### What to do:
(a) Repeat the part of the salmonella study text starting with "The researchers believe" and going on through "according to Shaw.".
(b) In the salmonella study text, how much did overall salmonella risk go up for each added day above the 90th percentile for precipitation?

### Extract:
◆ ◆ ◆ ◆ ◆

They next turned to temperature and precipitation data by county from the years 1960 to 1989. This data gave the researchers a baseline to determine whether a day from 2002 to 2012 was among those they considered to have the most precipitation (within the 90th percentile) or among those that had the hottest temperatures (within the 95th percentile). The days that met these criteria were added together to determine the number of extreme weather events that occurred during a particular month. The team then compared that number to the number of salmonella cases documented that month.
The study confirmed that as the number of extreme precipitation or temperature events increases, the risk of salmonella infection increases. Overall, a one unit increase in the number of days above the 95th percentile for temperature increased the risk of salmonella 4.1 percent; a one unit increase in the number of days above the 90th percentile for precipitation increased that risk 5.6 percent.
Salmonella bacteria, a common cause of foodborne disease, invade an immune cell.
Credit: NIAID/flickr
In coastal areas, the risk increased 5.1 and 7.1 percent for a one unit increase in extreme temperature and precipitation events, respectively, while increasing 1.5 and 3.6 percent in non-coastal areas.
The researchers believe land use and soil type maybe the culprits behind these large differences. For instance, the Eastern shore of Maryland is mostly agricultural, while further inland there is a greater buildup of urban areas, according to Shaw.

◆ ◆ ◆ ◆ ◆

### Entries shown:
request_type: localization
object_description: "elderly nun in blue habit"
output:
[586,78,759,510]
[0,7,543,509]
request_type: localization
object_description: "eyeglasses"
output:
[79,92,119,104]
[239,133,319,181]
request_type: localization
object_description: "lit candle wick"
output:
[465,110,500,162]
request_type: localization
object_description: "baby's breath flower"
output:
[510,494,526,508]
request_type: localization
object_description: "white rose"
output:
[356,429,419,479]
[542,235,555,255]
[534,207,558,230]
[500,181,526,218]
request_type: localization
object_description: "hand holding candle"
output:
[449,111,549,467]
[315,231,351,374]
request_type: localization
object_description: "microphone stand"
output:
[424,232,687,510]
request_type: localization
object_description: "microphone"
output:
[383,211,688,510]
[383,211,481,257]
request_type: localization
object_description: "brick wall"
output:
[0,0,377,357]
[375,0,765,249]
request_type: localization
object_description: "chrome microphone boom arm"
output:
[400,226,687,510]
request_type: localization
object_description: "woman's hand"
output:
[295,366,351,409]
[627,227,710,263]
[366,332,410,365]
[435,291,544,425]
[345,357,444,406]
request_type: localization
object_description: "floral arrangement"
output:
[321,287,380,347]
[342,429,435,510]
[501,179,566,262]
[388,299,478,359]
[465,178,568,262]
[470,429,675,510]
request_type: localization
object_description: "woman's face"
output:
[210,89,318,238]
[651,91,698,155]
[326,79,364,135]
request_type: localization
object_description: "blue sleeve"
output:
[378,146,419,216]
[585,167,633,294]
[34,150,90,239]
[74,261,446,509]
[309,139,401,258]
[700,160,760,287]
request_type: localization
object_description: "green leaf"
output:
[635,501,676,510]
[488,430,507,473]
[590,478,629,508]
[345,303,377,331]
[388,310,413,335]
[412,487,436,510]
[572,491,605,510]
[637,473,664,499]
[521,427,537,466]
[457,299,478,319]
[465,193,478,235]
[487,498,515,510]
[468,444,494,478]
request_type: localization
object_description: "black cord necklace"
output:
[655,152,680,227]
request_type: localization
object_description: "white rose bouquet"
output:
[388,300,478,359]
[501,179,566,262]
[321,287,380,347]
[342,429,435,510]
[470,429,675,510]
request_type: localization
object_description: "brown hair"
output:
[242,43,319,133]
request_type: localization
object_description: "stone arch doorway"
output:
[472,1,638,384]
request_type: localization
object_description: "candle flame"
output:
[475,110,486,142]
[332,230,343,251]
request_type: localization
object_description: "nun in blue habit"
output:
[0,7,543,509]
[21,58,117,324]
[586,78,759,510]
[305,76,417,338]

◆ ◆ ◆ ◆ ◆

### Solved tasks:
(a)
The researchers believe land use and soil type maybe the culprits behind these large differences. For instance, the Eastern shore of Maryland is mostly agricultural, while further inland there is a greater buildup of urban areas, according to Shaw.

(b) 5.6 percent